● **SOURCE TEXT**
---

First let me start with my setup and the mods I had to do to get this far.
I'm running a Dell M1000e with currently 2 M600 blades with dual quad core 3.16Ghz procs and 4gigs of ram each. Since it's a blade server lots of the components are virtual or assigned. Like KB, Mouse, I don't have any HDDS at all my plan is to connect a SAN or NAS to the master once I'm ready. The Nics are BNX2 which needs the firmware-bnx2 pkg to work. Adding this to the master was fairly easy, I first added it to the list of pkgs, but since by default live-helper only access the main branch and not the contrib or non-free and the firmware pkg is non-free I had to figure out how to add those, which I find out was adding.
<lh_config --categories "main contrib non-free">
after <lh_config -a "$ARCHITECTURE"> in both the master and the node setup in the make script.
That then got the master booting and I could run setup_pelican, once that was done I was able to test boot the node, it found the PXE and booted, but was missing the bnx2 firmware, this took me much longer to figure out, but I added a second list of pkgs to include for nodes and got that solved. I used the same form as for the master so it's configurable at the top and I'd like to contribute these back if anyone wants.
Now the node finds the nic and starts to load, but it stops and I let it sit over night, it's not locked up ctrl-alt-del still works but it won't fulling boot either. I have a screen shot of where it's sitting which I'll include if I figure out how but here is the text it's sitting at just incase I can't attach.
Driver 'sd' needs updating - please use bus_type methods
sd 1:0:0:0: [sda] Attached SCSI removable disk
Driver 'sr' needs updating - please use bus_type methods
sr0: scsi-1 drive
Uniform CD-ROM driver Revision: 3.20
sd 1:0:0:0: Attached scsi generic sg0 type 0
sr 0:0:0:0: Attached scsi generic sg1 type 5
Remember I have no CD-Rom, no HDD, no USB drive, no floppies, nothing but CPUs and Ram on these blades, the master is booting from a USB CD-Rom.
So my question is since the master and the node are 100% the same hardware why would one fully boot and the other won't where can I debug or find the differences in the boot process? I really need to get the cluster up ASAP so any info or leads would help very much, Once i have this working I'm going to work on auto launching setup_pelican on the master and have nodes auto join and I"ll be sending that back upstream, but I need a node first ;)
p_49.jpg

---

● **PROBLEM TO WORK ON**
Please reproduce, word for word, the part of the blade cluster forum post above that opens with the words "So my question" and closes with "node first ;)".

● **EXCERPTED RECORDS**
---

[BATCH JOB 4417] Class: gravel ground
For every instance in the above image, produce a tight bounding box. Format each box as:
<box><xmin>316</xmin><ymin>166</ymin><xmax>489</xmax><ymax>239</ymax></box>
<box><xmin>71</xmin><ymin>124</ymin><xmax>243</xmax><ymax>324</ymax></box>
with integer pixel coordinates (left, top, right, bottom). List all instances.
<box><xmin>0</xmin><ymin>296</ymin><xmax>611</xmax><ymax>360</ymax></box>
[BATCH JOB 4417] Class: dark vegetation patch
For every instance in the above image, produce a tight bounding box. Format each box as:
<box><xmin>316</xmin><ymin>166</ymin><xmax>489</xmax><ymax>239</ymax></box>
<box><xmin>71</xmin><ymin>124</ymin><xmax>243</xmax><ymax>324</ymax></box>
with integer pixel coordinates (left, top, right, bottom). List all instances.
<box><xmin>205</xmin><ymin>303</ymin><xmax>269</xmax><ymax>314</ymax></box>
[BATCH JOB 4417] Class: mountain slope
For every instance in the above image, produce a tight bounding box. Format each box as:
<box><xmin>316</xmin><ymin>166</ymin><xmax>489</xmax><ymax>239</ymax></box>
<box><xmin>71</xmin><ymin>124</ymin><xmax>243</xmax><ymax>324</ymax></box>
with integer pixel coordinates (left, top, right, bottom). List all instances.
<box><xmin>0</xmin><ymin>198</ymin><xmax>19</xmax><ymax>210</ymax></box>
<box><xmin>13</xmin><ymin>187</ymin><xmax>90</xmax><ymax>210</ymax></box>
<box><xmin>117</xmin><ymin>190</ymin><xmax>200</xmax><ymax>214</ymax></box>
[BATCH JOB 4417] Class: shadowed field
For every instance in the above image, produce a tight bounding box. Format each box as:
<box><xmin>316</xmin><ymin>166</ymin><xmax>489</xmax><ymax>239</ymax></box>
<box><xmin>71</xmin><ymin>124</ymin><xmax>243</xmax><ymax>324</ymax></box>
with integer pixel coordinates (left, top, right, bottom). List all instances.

---

● **PROBLEM SOLUTION**
So my question is since the master and the node are 100% the same hardware why would one fully boot and the other won't where can I debug or find the differences in the boot process? I really need to get the cluster up ASAP so any info or leads would help very much, Once i have this working I'm going to work on auto launching setup_pelican on the master and have nodes auto join and I"ll be sending that back upstream, but I need a node first ;)